* _本文_:
%%

妬み

 高校同期生のメイリングリストに参加している。いろんなひとがいろんなことを書いているのだが、最近増えてきたのが、退職後の、いわゆる〝サンデー毎日〟の楽しそうなレポート。

 当たり前だが、同期生はみな同い年で、数年前に還暦を迎えている。

 六十歳で定年退職したひともいれば、雇用延長や六十五歳定年の会社でまだ働いているひともいる。定年で辞め、別のところへ再就職したひともいる。

 六十で定年退職し、〝サンデー毎日〟を過ごしているのは、在職中にかなり出世したひとたちに多い。大企業の部長クラスくらいまで出世し、定年少し前に(退職金をたんまりもっらて)一旦退職し、関連会社へ出向。ここで役員やら社長の肩書きを得る。そして六十で退職。二度目の退職金を受け取る。

 かれらは、給与も格別に高かったから年金はたっぷり。退職金もたんまり。少なくとも、老後の経済は心配ない。病気になって保険外の治療を受けてもびくともしない。

 かれらが現役のころ、その会社人間振りを憐れんでいたこともある。給与の高さはその見返りなので、うらやましくもなかった。

 妬みを感じるようになったのは、仕事を辞めたあとである。お金の心配がないので、彼らは好き勝手なことができる。お金をふんだんに使っても平気だ。

 お金のことはともかくとして、いまになって自由に時間を使うことができるのは彼らである。現役のころに多少我慢して勤めた結果、老後に自由時間を獲得することができた。

 現役のころは、会社に執着しない分、気持ちの上だけでは優位性を感じたりもしていたが(いわれのない優位性ではあるが)、いまとなっては、まったく惨めなものである。お金はもちろん、時間も彼らのほうがたくさん持っている。こちらの優るところは何もない。

 かれらの、メールを読むたびに嫉妬、妬みを感じ、惨めになってしまう。悪いことに、かれらはメールを書く時間も手にしている。なので、そんなメールが増えている。やれんのう……。

%%

* _記録の抜粋_:
%%

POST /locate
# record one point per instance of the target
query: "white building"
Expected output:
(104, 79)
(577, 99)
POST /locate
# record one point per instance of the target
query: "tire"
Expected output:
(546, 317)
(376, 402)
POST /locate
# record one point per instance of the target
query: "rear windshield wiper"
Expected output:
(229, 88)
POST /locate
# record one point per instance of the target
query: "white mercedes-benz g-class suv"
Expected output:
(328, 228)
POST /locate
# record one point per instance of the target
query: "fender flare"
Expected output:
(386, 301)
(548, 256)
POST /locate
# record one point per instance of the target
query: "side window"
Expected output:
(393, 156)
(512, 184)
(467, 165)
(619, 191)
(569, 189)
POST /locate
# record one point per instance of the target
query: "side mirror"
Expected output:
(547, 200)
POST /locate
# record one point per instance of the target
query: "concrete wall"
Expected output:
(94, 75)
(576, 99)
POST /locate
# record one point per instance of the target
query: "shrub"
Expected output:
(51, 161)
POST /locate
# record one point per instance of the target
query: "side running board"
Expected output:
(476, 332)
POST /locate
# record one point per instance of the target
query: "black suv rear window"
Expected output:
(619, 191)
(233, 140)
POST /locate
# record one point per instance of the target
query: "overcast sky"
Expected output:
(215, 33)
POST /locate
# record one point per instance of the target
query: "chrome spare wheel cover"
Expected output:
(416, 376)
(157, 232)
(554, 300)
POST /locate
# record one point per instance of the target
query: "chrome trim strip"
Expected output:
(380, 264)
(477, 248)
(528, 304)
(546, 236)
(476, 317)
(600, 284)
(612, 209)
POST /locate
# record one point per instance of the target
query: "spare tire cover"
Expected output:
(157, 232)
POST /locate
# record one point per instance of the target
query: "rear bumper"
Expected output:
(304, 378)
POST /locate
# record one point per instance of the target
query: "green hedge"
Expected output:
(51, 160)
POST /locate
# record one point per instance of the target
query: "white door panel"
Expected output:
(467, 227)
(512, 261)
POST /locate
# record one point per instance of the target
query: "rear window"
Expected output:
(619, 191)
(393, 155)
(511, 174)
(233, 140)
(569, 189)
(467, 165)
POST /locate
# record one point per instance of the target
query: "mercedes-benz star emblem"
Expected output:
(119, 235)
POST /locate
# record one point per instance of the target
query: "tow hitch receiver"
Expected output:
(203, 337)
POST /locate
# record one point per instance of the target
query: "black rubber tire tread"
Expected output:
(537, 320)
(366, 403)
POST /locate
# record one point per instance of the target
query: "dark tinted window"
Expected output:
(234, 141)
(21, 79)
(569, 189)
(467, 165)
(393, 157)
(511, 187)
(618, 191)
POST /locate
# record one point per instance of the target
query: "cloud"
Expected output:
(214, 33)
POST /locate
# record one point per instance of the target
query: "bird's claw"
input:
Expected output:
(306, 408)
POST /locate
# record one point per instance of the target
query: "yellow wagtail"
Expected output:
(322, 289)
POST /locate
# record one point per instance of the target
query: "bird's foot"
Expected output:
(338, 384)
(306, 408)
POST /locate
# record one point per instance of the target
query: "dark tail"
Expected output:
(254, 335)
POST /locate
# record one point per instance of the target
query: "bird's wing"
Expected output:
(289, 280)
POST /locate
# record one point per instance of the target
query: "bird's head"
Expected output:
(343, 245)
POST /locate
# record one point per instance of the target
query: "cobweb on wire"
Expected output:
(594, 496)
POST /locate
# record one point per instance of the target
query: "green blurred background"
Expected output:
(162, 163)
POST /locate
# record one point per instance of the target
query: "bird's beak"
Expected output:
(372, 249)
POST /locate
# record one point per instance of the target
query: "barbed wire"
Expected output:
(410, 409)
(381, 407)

%%

* _取り組む課題_:
本文によると、六十で定年退職して〝サンデー毎日〟を過ごしているのは、どんなひとたちに多いですか。 ここでは記録は使いません。

* _解答例_:
在職中にかなり出世したひとたちです。